TEXT PASSAGE:
It was not convenient, the code was prone to human error and frequent changes led to a polluted Git history. We all badly wanted to rearchitect this logic. Given that the number of publishers monetizing with Nimbus keeps growing, we wanted to make sure we’d be able to keep up with the growth and wouldn’t drown in a flood of requests to block certain ads. On that day I had little work to do and quickly recognized that it was a perfect time to show some love to the blocking ads architecture. The idea was to decentralize the entire process, so that down the road it would minimize the engineering time required to maintain the logic, as well as provide fine-grained control over bad ads to all of our publishers through the means of a simple UI. I also wanted to make sure the code was free from hardcoded values.

Nimbus’ exchange runs on OpenRTB specification, an industry standard for communication between buyers of advertising and sellers of publisher inventory. The specification allows us to block advertisers by their domains (badv), application bundle identifiers (bapp) and content categories (bcat), such as Politics, Profane Content, Cocktails/Beer, etc. Our goal is to be able to handle this data in such a way that it's both flexible and efficient. Having a good data model solves many of the fundamental business problems, so let's get to that first.

Data Structures:

The first step is to organize elements of data and standardize how they relate to one another and to the properties of real-world entities. Let's step back for a moment and review our requirements. There are three types of entities we need to abstract away:

Advertiser domains
Applications
Content categories

The naive solution is to introduce a data type for each of these use cases:

type BAdv struct {
	domain string
}

type BApp struct {
	application string
}

type BCat struct {
	category string
}

Now while this approach is perfectly valid, it can be a little tedious to maintain three structures that share the same responsibilities. In fact, if we zoom out and look at the problem from the birds-eye view, we can notice that all these structures are responsible for the exact same thing— passing certain values in the RTB request. Having said that, we can simplify it all by introducing a dedicated BlockedEntity data structure.

type BlockedEntityType string

const (
	EntityTypeBApp BlockedEntityType = "bapp"
	EntityTypeBAdv BlockedEntityType = "badv"
	EntityTypeBCat BlockedEntityType = "bcat"
)

type BlockedEntity {
	BlockedType BlockedEntityType
	Value       string
}

Such abstraction will help to smooth the serialization/deserialization process when it comes to working with the persistence layer. We won't have duplicated code as if we were leaving BAdv, BApp and BCat in place. For type safety, we also abstract away each blocking variant in the BlockedEntityType data type.

Box-labeled dataset excerpts:
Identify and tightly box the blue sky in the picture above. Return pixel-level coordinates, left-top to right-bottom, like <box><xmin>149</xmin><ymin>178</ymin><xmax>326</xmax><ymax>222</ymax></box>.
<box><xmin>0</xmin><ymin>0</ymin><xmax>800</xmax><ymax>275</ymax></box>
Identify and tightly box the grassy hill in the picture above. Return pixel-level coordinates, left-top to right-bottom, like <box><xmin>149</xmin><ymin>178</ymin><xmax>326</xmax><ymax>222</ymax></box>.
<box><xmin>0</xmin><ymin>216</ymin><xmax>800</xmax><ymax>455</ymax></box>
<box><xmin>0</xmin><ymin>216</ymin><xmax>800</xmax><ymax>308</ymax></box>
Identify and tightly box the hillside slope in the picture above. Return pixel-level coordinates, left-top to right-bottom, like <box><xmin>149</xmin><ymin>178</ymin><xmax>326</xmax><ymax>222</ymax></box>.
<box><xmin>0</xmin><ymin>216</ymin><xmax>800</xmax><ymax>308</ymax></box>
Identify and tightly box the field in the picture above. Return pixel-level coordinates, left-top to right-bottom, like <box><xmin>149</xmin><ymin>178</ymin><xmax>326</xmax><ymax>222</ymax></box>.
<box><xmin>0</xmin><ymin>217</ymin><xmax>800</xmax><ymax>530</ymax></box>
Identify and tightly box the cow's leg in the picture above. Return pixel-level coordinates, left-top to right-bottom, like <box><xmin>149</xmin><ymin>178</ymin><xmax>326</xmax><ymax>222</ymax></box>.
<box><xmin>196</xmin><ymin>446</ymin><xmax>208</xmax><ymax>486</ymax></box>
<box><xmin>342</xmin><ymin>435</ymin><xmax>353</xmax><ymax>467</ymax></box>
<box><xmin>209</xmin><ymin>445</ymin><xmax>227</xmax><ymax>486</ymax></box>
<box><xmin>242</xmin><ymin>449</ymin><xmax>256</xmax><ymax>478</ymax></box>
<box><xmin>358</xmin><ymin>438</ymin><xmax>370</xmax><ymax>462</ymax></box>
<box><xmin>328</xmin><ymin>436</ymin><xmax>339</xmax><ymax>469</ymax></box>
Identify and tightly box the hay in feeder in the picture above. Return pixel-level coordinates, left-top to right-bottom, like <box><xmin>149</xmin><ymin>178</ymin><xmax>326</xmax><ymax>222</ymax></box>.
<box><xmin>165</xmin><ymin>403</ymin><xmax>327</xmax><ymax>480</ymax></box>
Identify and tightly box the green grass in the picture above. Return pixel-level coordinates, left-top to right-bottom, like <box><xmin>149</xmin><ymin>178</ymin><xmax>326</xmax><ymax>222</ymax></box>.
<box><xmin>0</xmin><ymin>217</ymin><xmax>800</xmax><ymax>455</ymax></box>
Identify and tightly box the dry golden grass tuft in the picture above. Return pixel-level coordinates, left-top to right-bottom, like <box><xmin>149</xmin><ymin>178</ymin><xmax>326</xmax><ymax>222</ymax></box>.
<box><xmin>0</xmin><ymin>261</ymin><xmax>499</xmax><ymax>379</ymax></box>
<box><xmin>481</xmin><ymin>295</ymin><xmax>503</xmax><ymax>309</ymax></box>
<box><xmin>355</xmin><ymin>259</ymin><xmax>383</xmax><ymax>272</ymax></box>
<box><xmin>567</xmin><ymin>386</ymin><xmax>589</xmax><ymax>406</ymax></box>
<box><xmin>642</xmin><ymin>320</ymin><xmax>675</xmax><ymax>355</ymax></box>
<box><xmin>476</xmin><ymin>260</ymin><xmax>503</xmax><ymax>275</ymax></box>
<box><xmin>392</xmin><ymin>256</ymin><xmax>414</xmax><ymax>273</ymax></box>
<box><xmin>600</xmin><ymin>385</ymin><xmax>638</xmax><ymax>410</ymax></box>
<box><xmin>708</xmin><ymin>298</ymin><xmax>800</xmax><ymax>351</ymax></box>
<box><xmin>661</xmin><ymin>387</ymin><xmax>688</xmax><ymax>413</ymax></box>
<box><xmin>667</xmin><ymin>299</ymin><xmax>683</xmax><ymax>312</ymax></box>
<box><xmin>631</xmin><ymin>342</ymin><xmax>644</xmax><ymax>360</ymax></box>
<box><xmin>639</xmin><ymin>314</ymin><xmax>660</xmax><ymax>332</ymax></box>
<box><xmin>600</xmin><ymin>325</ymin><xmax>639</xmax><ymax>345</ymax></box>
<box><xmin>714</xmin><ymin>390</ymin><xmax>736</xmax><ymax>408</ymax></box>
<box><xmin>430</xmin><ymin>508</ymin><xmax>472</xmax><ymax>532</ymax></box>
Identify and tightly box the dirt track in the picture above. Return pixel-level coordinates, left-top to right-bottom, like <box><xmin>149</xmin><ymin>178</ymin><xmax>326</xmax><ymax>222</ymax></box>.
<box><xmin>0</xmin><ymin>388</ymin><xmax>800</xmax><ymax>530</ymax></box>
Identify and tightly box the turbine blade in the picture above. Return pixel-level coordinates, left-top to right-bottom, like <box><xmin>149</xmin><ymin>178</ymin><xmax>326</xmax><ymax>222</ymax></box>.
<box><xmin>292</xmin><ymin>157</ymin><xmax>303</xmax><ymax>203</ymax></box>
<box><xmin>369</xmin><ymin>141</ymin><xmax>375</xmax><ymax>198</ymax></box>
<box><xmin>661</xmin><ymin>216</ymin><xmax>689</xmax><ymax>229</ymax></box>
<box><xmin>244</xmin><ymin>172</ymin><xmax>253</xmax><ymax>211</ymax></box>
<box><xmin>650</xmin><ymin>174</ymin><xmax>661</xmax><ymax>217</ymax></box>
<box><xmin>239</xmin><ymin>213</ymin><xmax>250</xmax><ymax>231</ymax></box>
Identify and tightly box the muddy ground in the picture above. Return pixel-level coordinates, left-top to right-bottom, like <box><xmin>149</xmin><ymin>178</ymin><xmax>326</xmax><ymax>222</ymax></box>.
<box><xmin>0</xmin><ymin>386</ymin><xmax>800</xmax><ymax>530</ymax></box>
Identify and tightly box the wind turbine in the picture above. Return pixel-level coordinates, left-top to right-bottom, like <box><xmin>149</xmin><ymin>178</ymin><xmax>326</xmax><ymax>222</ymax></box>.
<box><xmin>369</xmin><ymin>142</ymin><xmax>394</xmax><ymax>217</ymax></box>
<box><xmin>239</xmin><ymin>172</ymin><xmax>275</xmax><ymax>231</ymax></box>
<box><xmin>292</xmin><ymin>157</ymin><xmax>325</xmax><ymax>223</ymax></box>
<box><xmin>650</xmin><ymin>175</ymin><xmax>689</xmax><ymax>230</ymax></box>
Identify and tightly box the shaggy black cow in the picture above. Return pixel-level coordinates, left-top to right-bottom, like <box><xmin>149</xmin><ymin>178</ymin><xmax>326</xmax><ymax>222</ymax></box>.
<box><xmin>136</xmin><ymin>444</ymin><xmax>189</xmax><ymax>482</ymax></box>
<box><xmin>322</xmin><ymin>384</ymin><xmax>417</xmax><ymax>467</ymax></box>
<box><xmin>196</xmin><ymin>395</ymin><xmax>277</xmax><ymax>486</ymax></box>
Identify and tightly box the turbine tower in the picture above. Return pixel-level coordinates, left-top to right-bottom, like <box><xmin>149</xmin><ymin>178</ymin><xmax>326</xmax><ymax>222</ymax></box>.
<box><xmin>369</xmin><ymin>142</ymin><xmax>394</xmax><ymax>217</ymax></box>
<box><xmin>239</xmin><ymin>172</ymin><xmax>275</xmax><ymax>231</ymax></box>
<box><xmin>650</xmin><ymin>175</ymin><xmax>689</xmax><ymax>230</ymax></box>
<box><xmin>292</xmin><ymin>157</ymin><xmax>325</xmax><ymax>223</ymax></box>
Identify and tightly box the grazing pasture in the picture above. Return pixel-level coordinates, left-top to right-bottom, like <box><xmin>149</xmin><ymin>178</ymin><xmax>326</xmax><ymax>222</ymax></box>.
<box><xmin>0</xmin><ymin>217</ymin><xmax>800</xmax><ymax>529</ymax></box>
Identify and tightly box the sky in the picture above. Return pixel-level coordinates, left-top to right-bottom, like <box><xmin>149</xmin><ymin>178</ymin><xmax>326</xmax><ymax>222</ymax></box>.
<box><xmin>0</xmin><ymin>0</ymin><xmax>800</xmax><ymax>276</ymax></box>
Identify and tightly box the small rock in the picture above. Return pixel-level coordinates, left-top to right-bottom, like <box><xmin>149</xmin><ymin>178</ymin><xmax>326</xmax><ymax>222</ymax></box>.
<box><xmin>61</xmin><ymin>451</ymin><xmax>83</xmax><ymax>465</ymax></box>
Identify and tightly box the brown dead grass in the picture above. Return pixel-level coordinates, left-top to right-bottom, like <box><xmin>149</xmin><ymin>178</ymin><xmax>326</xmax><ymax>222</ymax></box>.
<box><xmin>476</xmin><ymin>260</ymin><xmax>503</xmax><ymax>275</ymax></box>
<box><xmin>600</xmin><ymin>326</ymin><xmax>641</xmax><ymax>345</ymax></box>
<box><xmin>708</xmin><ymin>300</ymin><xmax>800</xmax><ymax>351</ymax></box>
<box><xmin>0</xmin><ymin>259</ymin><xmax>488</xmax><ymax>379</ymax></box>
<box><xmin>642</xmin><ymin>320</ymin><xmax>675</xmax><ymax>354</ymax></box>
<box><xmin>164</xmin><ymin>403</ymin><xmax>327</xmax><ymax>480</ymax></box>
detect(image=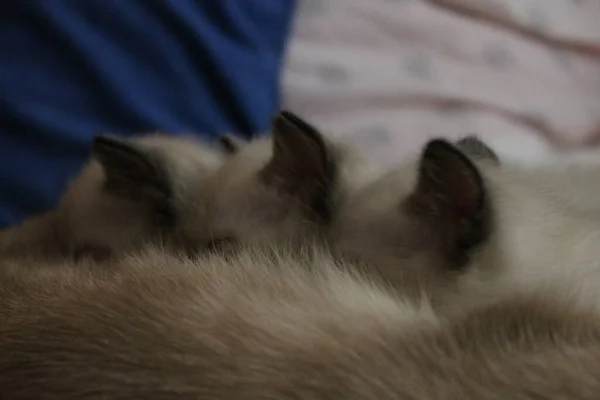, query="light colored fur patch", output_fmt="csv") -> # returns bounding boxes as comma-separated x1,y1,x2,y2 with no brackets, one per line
0,245,600,400
331,141,600,314
0,134,224,257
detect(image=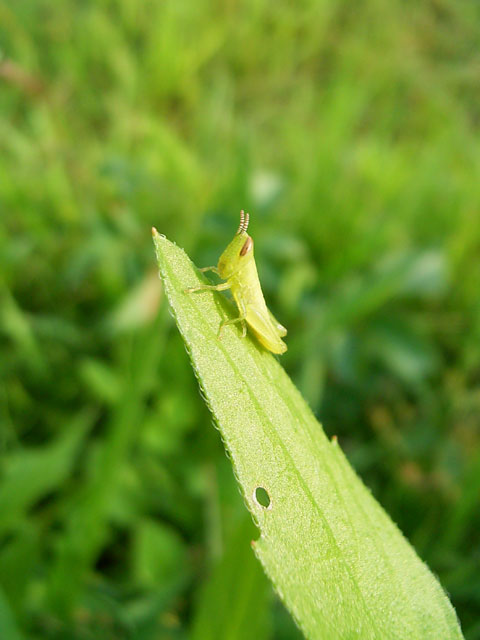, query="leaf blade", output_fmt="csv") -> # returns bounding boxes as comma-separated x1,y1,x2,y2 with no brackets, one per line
154,233,462,639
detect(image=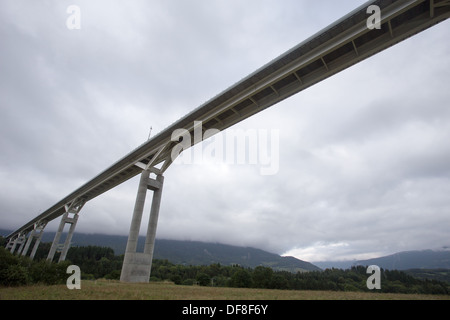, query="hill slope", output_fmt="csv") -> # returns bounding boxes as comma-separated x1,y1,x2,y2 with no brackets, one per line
354,250,450,270
0,230,321,272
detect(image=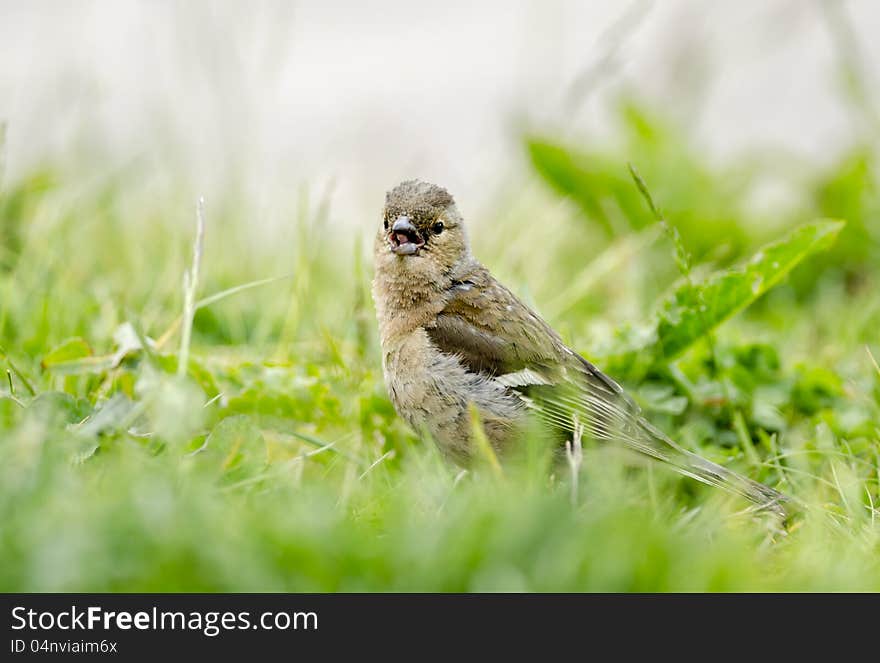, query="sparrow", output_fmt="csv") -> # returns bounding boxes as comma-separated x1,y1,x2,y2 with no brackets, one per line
372,180,788,514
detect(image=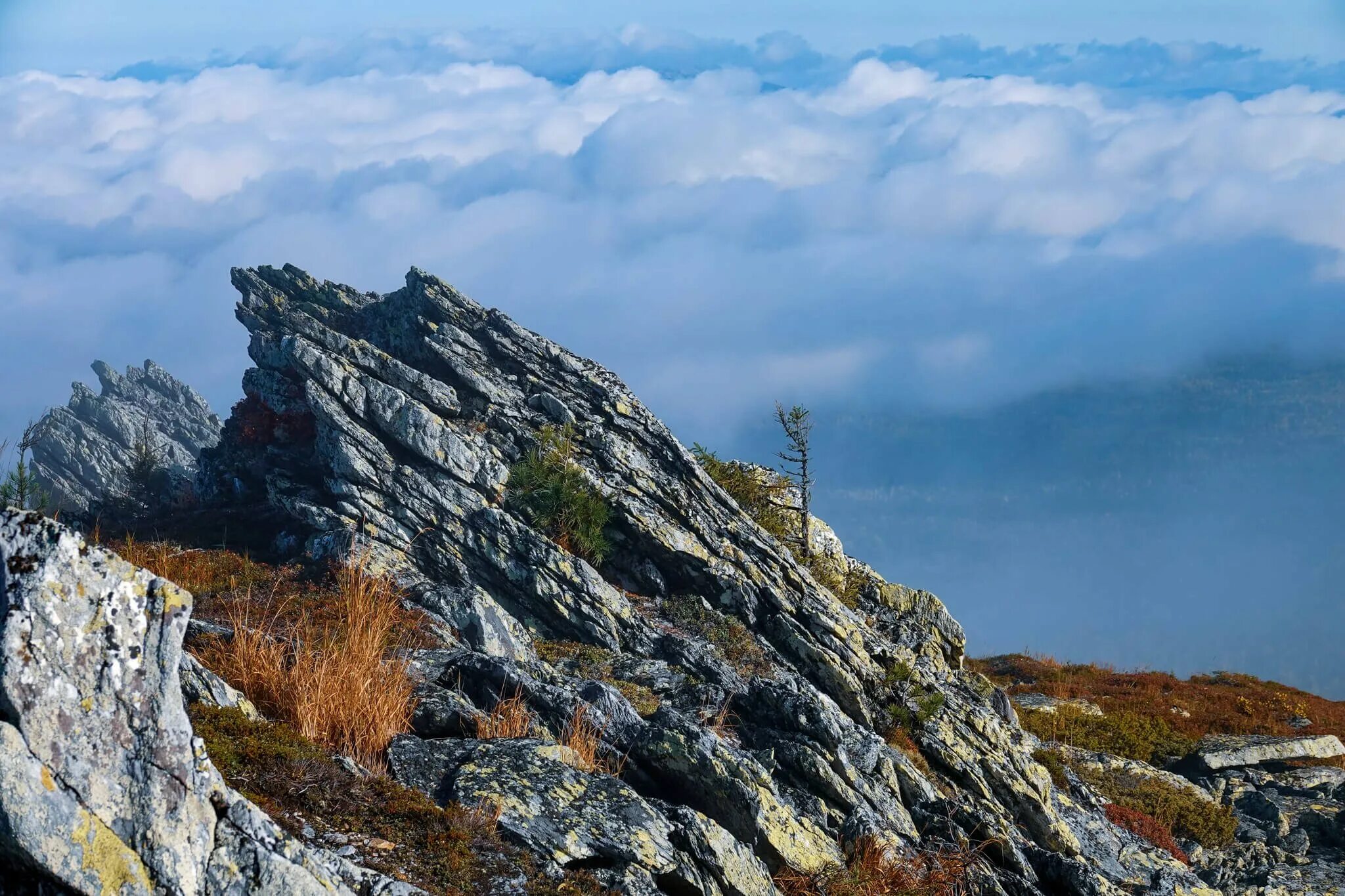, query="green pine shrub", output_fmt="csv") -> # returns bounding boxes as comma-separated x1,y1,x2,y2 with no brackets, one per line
508,423,612,566
1073,765,1237,849
663,595,775,678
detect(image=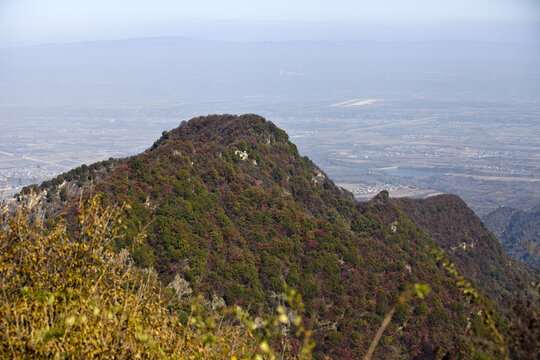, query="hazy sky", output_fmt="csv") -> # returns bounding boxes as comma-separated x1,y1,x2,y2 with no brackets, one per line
0,0,540,47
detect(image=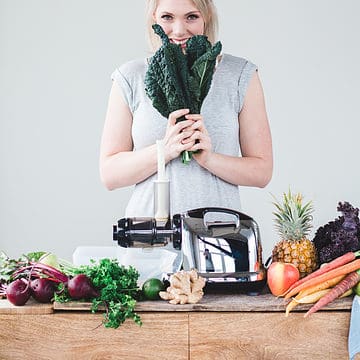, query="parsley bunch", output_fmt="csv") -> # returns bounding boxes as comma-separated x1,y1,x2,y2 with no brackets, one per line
57,258,142,329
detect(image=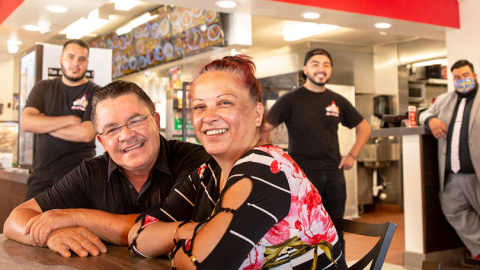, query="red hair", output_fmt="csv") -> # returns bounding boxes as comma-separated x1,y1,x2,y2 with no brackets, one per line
189,54,268,141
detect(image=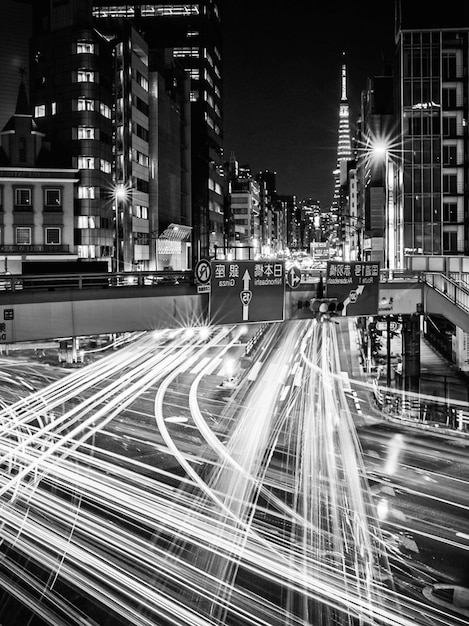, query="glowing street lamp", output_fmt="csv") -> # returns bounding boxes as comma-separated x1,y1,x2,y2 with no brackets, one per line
112,183,132,272
366,137,403,271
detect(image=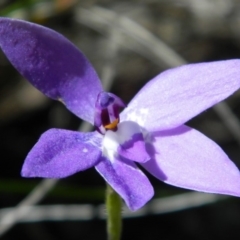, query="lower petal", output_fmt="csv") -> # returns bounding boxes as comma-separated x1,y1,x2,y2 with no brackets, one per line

WORK TO COMPLETE:
[a] According to the ad-blocking text, which three OpenRTB fields can be used to block ads, and by what does each one block?
[b] Rewrite the ad-blocking text starting with "type BApp struct" and going on through "BlockedEntity data structure.", replacing "tedious" with "cumbersome".
Rely only on the ad-blocking text when you respond.

SOLVED PROBLEMS:
[a] badv blocks by advertiser domain, bapp by application bundle identifier, and bcat by content category.

[b]
type BApp struct {
	application string
}

type BCat struct {
	category string
}

Now while this approach is perfectly valid, it can be a little cumbersome to maintain three structures that share the same responsibilities. In fact, if we zoom out and look at the problem from the birds-eye view, we can notice that all these structures are responsible for the exact same thing— passing certain values in the RTB request. Having said that, we can simplify it all by introducing a dedicated BlockedEntity data structure.